** Opening Record set block **

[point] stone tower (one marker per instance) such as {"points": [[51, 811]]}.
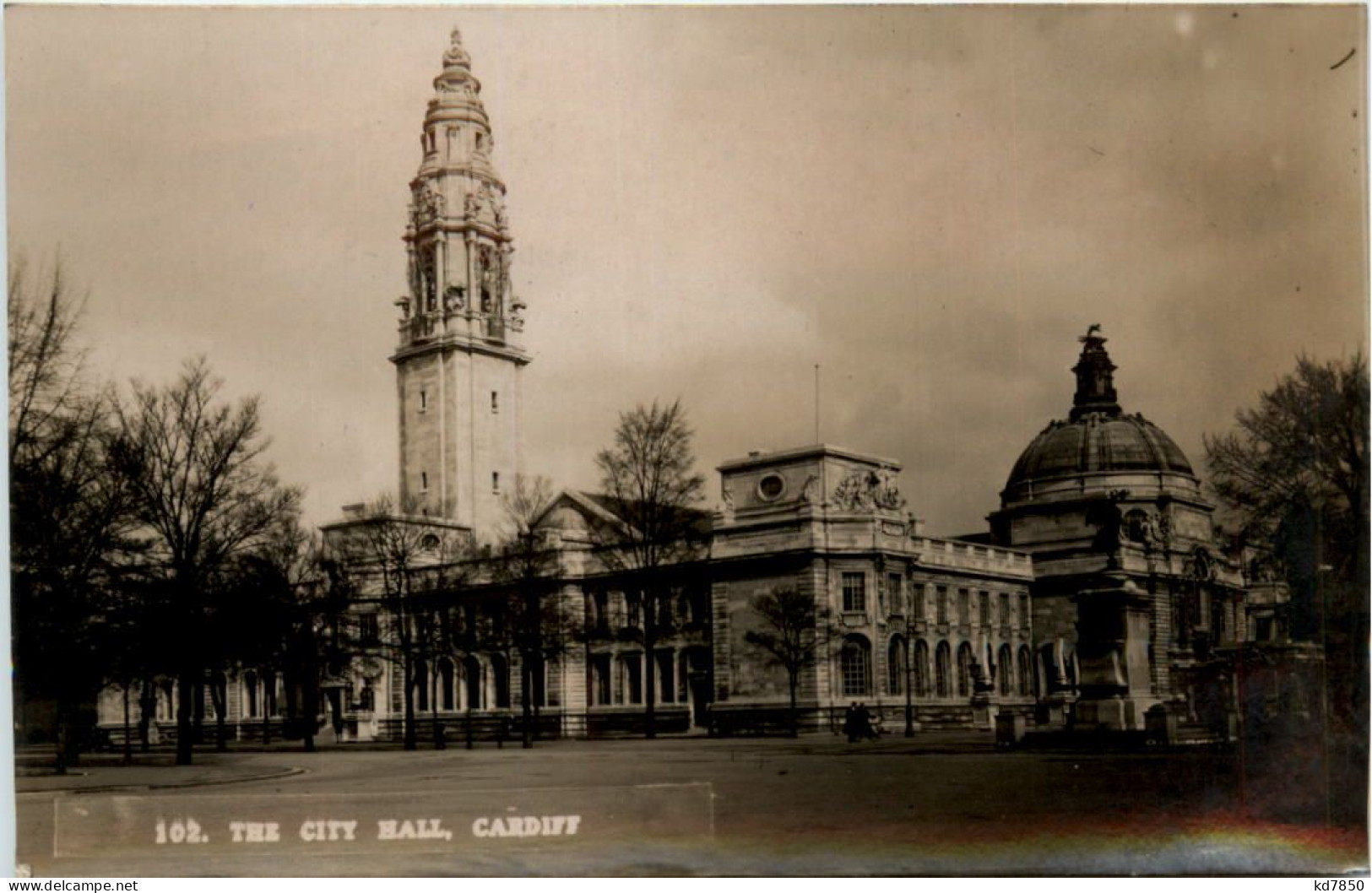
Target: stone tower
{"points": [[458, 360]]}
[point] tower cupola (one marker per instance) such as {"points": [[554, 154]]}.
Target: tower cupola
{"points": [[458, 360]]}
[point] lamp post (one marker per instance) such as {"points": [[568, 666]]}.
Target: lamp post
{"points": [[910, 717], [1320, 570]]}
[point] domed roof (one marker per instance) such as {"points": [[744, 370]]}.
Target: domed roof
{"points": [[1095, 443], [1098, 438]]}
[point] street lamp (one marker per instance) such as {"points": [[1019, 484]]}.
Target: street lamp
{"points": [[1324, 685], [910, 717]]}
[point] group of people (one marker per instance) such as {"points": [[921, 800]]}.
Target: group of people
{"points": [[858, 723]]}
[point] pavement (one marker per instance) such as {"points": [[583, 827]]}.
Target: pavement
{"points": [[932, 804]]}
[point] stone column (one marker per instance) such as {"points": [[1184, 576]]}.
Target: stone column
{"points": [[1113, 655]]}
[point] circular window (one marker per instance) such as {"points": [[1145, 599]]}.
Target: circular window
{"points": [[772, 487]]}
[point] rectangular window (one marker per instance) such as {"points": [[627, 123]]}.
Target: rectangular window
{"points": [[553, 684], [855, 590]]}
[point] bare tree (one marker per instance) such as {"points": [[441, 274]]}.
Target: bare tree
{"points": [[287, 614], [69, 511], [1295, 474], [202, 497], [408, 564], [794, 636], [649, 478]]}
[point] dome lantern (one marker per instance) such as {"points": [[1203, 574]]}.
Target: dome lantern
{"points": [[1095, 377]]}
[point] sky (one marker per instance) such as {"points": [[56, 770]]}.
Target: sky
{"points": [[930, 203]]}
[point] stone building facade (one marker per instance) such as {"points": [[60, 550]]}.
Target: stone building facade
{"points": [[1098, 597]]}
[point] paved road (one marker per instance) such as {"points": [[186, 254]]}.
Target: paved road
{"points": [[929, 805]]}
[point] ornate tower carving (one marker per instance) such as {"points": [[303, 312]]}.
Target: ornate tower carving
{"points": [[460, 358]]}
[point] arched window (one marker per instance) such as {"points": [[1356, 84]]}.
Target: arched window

** Closing Record set block **

Your answer must be the line that contains "Target: ornate tower carving" and every line after it to the end of the records, reproduced exactly.

Target: ornate tower carving
{"points": [[460, 358]]}
[point] arched window (one marker per instance) such as {"points": [[1356, 84]]}.
Target: arched window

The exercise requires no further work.